>> Start

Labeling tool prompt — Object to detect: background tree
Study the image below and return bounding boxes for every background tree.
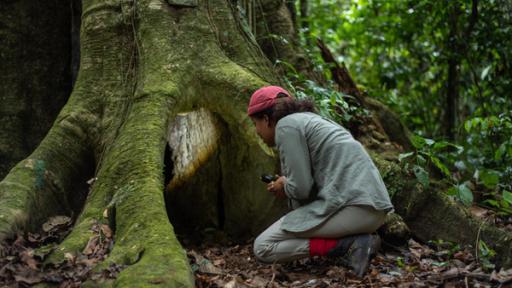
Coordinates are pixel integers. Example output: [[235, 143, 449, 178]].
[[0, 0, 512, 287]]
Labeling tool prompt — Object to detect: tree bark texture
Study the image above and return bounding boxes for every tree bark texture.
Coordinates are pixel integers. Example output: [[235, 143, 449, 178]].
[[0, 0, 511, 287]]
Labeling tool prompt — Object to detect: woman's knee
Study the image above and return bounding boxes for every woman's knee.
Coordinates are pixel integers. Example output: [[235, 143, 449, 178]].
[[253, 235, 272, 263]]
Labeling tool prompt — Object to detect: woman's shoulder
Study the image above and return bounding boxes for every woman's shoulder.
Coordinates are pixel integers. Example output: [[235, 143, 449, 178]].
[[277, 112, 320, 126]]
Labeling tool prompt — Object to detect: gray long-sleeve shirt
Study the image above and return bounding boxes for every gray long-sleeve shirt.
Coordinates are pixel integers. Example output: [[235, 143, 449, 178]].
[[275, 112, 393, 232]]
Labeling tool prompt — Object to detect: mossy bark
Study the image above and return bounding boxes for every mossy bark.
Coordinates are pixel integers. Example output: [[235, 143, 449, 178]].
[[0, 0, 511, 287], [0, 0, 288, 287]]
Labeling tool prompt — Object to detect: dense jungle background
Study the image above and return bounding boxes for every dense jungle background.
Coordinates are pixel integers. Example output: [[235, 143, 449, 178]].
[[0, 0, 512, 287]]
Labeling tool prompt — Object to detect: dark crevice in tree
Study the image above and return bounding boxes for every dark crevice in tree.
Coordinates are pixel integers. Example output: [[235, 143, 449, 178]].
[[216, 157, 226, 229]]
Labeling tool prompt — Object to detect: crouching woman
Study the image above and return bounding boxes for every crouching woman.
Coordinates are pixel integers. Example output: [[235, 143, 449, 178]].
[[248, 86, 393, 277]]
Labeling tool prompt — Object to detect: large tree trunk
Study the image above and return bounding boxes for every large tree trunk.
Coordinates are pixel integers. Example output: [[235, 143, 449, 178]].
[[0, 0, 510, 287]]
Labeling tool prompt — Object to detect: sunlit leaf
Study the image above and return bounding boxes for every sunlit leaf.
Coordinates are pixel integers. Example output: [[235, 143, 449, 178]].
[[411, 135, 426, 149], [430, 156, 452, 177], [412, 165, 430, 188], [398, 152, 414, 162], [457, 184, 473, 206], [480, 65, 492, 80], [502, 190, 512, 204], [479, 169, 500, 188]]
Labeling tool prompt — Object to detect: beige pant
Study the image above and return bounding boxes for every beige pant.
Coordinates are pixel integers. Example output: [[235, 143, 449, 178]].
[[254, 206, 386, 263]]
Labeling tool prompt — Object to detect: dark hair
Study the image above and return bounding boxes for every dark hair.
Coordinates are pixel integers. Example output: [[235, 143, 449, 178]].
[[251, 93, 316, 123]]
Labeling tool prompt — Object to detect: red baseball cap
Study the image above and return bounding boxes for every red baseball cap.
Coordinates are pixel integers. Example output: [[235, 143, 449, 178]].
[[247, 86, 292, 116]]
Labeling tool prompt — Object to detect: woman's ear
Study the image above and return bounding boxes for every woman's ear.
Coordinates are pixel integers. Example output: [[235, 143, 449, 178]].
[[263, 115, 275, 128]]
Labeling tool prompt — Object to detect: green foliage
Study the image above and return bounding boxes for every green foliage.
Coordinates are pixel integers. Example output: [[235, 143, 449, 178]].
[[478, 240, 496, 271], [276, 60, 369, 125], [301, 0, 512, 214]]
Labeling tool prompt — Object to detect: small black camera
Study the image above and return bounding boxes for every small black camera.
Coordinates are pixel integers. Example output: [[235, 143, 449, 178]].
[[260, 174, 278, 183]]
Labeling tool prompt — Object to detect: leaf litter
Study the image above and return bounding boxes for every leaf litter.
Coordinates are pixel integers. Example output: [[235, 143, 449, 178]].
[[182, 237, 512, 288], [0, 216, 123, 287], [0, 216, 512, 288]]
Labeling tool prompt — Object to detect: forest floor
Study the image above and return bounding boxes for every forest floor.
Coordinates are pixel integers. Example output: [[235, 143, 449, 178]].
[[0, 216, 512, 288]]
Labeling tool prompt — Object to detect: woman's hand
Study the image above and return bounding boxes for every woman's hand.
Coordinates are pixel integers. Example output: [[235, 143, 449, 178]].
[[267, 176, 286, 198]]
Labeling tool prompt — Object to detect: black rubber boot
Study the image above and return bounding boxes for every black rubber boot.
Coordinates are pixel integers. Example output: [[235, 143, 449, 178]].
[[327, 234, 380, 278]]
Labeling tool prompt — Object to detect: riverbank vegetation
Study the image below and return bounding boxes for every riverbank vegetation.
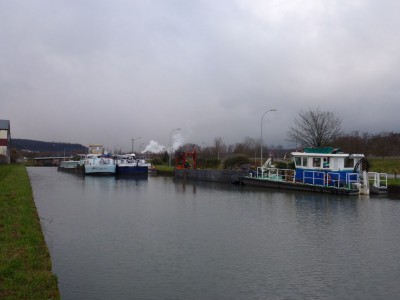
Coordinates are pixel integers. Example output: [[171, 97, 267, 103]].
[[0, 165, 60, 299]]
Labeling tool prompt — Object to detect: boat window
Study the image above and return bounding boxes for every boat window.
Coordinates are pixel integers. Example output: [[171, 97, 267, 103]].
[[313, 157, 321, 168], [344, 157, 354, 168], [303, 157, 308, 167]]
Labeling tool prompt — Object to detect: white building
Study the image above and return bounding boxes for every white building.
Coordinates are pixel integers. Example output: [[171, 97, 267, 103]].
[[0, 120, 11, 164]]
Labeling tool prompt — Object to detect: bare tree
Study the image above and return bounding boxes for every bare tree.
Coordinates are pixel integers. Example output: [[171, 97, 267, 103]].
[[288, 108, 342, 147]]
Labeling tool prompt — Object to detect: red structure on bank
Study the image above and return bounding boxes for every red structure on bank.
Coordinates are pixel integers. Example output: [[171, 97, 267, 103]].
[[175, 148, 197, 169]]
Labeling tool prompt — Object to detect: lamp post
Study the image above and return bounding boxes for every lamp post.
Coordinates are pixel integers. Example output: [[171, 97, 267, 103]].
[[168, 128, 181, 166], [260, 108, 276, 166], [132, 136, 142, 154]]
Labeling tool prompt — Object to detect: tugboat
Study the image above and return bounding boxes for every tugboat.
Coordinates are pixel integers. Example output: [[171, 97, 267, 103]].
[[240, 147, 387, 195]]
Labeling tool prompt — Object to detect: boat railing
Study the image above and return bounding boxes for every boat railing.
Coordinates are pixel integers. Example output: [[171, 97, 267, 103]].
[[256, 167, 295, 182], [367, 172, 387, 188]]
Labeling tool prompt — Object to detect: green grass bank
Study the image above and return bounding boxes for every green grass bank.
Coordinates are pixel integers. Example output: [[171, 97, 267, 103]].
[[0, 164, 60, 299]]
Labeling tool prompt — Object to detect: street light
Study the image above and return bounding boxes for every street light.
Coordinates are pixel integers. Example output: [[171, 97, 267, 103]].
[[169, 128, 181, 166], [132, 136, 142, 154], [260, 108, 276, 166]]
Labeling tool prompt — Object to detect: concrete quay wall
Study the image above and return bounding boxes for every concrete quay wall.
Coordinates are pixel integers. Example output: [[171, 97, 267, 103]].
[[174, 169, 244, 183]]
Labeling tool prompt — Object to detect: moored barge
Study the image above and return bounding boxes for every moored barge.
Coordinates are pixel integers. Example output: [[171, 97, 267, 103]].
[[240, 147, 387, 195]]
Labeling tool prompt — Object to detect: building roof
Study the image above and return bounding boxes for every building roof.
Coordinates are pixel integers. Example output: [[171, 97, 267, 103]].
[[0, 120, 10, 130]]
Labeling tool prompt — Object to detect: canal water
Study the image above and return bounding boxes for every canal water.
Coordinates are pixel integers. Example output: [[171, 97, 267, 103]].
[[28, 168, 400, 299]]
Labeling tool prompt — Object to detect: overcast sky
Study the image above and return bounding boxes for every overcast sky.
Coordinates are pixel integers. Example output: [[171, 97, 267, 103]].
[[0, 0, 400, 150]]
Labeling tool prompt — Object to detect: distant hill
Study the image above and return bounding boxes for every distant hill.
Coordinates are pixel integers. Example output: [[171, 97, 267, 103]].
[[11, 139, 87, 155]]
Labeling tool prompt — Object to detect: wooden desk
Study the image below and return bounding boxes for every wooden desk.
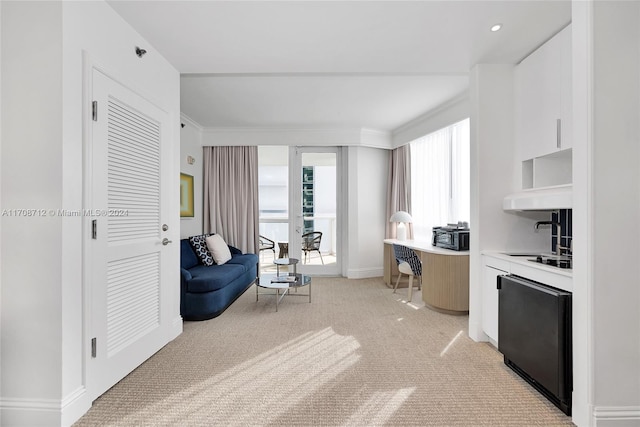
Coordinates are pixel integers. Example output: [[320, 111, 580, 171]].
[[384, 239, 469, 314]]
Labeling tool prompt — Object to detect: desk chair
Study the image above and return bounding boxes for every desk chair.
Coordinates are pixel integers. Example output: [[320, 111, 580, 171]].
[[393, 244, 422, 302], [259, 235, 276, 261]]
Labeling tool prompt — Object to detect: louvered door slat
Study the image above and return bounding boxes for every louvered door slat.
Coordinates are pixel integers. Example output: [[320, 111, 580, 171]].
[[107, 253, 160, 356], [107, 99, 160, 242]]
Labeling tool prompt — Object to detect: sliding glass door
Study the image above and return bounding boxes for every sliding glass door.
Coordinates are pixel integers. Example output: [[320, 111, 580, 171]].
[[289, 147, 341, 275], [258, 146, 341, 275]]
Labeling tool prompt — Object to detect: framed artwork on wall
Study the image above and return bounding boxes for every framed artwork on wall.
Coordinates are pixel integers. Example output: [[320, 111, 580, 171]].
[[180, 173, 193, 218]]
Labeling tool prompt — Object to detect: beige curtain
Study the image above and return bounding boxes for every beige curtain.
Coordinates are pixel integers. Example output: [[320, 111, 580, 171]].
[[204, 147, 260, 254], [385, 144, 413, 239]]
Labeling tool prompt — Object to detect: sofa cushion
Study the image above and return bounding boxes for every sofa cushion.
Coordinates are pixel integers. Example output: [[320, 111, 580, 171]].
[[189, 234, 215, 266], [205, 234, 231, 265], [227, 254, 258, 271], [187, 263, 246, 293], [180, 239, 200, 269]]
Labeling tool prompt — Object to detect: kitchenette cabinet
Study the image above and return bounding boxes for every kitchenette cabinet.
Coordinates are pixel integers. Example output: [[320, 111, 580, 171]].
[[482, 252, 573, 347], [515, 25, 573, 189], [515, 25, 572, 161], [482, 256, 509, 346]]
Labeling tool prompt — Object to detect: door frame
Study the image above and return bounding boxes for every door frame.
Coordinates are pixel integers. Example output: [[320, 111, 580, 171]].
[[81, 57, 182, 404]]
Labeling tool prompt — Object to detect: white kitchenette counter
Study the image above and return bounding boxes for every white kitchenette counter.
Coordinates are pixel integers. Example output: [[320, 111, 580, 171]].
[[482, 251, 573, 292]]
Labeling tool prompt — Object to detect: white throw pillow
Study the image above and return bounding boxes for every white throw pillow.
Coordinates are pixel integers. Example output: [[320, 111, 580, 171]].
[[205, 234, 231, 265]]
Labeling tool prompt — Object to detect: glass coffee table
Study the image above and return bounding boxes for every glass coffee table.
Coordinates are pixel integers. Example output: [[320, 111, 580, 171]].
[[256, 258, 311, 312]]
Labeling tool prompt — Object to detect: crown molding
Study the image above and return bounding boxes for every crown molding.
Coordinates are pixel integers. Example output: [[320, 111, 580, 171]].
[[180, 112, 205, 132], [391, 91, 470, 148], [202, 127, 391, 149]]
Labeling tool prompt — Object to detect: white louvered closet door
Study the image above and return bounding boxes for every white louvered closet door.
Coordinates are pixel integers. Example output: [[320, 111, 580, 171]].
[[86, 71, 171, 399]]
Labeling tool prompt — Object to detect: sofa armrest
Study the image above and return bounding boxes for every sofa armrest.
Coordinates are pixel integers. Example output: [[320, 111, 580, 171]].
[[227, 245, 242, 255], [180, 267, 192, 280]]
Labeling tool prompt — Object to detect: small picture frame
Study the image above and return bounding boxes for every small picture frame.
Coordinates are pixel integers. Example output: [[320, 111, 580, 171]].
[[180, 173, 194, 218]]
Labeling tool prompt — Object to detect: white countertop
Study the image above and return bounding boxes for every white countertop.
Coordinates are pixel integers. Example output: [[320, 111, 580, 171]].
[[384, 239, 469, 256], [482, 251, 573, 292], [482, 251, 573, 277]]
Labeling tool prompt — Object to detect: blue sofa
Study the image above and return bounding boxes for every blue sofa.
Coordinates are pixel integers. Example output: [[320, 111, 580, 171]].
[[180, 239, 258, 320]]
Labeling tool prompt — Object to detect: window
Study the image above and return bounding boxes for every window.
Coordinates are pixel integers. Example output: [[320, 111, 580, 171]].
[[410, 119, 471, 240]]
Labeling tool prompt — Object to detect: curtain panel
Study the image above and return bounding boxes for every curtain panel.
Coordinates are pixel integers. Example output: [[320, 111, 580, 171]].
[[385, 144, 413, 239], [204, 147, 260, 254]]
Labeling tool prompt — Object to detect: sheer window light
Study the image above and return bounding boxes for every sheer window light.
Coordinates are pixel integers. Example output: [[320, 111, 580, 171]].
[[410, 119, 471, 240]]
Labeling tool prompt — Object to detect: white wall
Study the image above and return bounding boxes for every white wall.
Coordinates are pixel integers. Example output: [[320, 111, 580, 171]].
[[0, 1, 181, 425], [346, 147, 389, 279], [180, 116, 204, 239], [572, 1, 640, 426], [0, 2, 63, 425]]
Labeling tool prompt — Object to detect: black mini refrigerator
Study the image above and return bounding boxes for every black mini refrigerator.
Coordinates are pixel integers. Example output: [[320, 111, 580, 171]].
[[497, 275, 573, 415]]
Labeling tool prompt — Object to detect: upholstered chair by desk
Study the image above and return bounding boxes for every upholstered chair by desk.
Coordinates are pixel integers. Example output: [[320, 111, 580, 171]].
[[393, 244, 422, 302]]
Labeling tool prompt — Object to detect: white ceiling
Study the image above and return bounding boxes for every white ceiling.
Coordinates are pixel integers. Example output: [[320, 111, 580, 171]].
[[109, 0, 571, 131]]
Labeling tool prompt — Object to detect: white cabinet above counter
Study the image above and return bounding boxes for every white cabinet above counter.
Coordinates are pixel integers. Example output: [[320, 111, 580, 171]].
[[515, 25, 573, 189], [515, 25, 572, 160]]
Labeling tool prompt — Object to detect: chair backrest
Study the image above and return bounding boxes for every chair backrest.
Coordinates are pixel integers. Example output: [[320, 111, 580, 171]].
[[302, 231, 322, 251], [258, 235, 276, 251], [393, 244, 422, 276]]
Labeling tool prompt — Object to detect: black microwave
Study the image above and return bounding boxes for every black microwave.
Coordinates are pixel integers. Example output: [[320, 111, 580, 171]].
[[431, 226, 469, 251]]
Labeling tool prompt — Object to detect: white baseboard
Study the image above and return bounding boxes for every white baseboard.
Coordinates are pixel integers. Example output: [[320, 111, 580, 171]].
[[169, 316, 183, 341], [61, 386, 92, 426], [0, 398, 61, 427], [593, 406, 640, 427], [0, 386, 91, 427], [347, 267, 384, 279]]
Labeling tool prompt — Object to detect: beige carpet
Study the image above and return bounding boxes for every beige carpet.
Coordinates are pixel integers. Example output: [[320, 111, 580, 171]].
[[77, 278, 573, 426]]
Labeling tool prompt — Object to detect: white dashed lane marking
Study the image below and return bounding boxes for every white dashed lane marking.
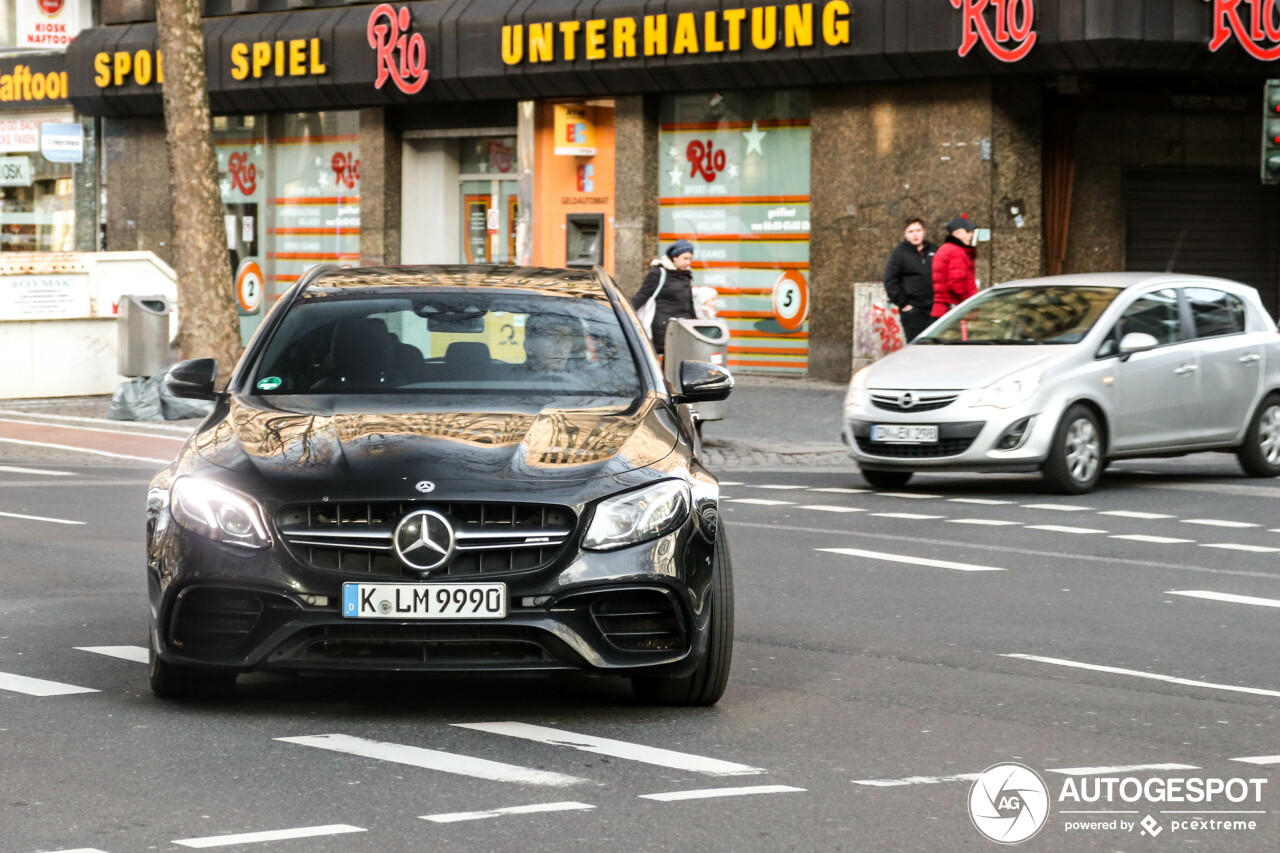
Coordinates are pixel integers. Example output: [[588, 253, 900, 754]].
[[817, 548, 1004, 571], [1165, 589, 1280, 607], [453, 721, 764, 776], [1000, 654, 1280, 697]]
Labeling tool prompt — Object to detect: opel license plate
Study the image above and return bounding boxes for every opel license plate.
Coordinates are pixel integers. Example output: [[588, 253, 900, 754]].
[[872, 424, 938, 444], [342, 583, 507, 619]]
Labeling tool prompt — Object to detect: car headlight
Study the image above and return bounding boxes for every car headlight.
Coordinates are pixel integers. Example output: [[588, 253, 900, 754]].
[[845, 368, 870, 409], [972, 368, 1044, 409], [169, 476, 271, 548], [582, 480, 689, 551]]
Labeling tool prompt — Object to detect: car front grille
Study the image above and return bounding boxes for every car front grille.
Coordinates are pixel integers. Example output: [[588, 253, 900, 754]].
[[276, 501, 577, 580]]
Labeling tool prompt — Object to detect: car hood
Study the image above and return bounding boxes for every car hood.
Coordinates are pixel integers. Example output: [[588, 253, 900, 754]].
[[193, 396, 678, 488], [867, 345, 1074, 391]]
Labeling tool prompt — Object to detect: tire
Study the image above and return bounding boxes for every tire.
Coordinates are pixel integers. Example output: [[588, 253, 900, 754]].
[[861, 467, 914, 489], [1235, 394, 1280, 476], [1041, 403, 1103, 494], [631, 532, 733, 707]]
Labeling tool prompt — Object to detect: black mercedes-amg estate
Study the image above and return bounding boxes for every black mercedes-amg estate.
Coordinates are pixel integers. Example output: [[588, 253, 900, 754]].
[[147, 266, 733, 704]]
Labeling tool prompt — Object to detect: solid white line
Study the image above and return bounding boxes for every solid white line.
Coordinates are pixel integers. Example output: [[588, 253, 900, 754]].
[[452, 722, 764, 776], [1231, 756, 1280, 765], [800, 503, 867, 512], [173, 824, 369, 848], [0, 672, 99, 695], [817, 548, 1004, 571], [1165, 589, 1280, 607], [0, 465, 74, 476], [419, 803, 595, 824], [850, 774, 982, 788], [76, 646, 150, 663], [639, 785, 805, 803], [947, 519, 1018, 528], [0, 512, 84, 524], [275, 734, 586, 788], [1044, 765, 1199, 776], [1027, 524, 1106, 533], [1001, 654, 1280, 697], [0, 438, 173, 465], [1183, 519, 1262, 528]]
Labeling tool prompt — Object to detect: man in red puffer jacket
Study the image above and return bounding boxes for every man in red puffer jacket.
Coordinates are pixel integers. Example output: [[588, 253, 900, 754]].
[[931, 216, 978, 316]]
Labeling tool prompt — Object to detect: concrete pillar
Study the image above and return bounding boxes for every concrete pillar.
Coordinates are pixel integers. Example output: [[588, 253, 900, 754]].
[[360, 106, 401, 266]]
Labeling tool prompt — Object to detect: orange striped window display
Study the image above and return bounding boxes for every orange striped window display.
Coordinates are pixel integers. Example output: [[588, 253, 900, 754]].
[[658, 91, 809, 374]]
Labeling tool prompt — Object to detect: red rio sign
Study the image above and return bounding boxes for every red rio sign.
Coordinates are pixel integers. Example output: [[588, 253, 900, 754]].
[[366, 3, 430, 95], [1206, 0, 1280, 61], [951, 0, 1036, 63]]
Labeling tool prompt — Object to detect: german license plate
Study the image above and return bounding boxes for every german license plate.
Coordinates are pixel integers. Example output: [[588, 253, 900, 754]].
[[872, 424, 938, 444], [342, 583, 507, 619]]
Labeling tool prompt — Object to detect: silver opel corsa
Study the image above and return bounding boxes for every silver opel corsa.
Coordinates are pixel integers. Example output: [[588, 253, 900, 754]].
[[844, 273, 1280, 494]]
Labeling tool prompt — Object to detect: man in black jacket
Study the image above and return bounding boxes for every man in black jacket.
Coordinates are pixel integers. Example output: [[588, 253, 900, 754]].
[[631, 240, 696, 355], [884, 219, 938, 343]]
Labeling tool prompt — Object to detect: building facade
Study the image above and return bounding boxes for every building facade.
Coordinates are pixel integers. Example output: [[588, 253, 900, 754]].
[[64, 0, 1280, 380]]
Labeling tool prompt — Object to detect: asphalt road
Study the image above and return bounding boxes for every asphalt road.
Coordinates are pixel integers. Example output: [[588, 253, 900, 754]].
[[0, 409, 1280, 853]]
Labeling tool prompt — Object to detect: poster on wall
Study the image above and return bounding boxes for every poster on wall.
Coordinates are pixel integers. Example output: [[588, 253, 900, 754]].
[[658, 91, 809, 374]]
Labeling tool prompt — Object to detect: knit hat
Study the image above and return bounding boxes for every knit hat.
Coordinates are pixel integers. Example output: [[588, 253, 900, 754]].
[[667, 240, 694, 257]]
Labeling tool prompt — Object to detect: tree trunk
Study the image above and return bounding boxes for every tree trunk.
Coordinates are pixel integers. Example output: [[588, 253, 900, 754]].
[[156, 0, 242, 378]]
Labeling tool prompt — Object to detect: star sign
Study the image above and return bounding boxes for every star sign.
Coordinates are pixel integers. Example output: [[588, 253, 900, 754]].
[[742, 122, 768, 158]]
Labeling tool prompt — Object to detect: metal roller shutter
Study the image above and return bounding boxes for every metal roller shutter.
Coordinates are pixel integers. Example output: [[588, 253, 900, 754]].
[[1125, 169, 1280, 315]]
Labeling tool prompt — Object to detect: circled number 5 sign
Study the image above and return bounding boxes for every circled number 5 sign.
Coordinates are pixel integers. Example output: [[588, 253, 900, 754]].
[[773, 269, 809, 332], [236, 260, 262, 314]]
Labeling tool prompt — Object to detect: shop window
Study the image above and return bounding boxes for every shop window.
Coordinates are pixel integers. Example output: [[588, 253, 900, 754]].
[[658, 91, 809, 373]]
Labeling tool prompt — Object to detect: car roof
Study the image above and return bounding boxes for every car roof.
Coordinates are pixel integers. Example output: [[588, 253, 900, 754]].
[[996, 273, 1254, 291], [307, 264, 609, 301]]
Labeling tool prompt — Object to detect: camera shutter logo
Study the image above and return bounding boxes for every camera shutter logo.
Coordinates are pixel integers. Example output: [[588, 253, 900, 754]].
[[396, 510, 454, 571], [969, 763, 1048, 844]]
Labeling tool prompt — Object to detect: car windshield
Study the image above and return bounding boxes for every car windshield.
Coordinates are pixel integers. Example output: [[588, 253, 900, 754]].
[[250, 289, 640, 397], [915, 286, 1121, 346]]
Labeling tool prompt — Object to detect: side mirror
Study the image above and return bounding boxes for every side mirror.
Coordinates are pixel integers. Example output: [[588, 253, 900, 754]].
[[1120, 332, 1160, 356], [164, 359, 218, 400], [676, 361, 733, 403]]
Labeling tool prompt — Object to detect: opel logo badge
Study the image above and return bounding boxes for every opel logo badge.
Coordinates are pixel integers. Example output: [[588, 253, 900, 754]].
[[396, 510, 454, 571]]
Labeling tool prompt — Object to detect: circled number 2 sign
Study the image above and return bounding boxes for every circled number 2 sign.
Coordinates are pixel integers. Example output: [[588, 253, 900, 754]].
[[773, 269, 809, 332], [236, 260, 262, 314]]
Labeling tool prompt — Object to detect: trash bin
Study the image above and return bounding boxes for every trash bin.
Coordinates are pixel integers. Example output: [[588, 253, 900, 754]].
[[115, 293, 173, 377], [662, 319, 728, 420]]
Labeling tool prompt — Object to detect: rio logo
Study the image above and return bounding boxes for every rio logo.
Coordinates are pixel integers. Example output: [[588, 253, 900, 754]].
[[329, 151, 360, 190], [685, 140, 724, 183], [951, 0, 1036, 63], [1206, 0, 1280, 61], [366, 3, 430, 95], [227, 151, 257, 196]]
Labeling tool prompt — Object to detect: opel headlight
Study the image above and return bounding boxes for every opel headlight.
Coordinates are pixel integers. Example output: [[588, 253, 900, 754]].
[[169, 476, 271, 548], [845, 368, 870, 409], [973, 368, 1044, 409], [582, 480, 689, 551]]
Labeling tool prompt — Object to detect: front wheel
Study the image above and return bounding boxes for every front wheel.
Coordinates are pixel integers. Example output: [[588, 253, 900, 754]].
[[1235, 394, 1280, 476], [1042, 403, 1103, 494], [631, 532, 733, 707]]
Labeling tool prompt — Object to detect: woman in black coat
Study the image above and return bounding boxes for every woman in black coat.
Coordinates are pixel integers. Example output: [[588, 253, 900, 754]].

>> End

● **WORK TO DO**:
Format the items from the line containing "Labeling tool prompt — Object to detect: distant" up to and including the line containing "[[289, 147, 341, 275], [258, 146, 341, 275]]" as a JSON list of strings, one per line, skipping blank lines. Omit the pictures from the list.

● **FULL RESPONSE**:
[
  "Labeling tool prompt — Object to detect: distant hill",
  "Study the image above and return bounding boxes for every distant hill.",
  "Coordinates are pixel integers. Example output: [[171, 97, 267, 103]].",
  "[[11, 139, 87, 155]]",
  "Labeling tool prompt — Object to detect: wooden desk",
  "Study the image below and return bounding boxes for every wooden desk.",
  "Coordinates are pixel integers. Example output: [[320, 111, 580, 171]].",
  "[[384, 239, 469, 314]]",
  "Labeling tool prompt — Object to detect: desk chair",
  "Study the image above and return bounding boxes for every desk chair.",
  "Coordinates are pixel integers. Example output: [[320, 111, 580, 171]].",
  "[[393, 244, 422, 302], [259, 235, 276, 261]]",
  "Labeling tool prompt — Object to detect: louvered door slat",
  "Study the image above and return bounding boxes for every louvered door slat.",
  "Coordinates are pixel integers. Example output: [[320, 111, 580, 171]].",
  "[[107, 253, 160, 356], [107, 99, 160, 242]]",
  "Labeling tool prompt — Object to detect: sliding glass door",
  "Study the image above and return bounding boxes for every sliding glass door.",
  "Coordinates are pixel integers. Example output: [[320, 111, 580, 171]].",
  "[[289, 147, 341, 275], [258, 146, 341, 275]]"
]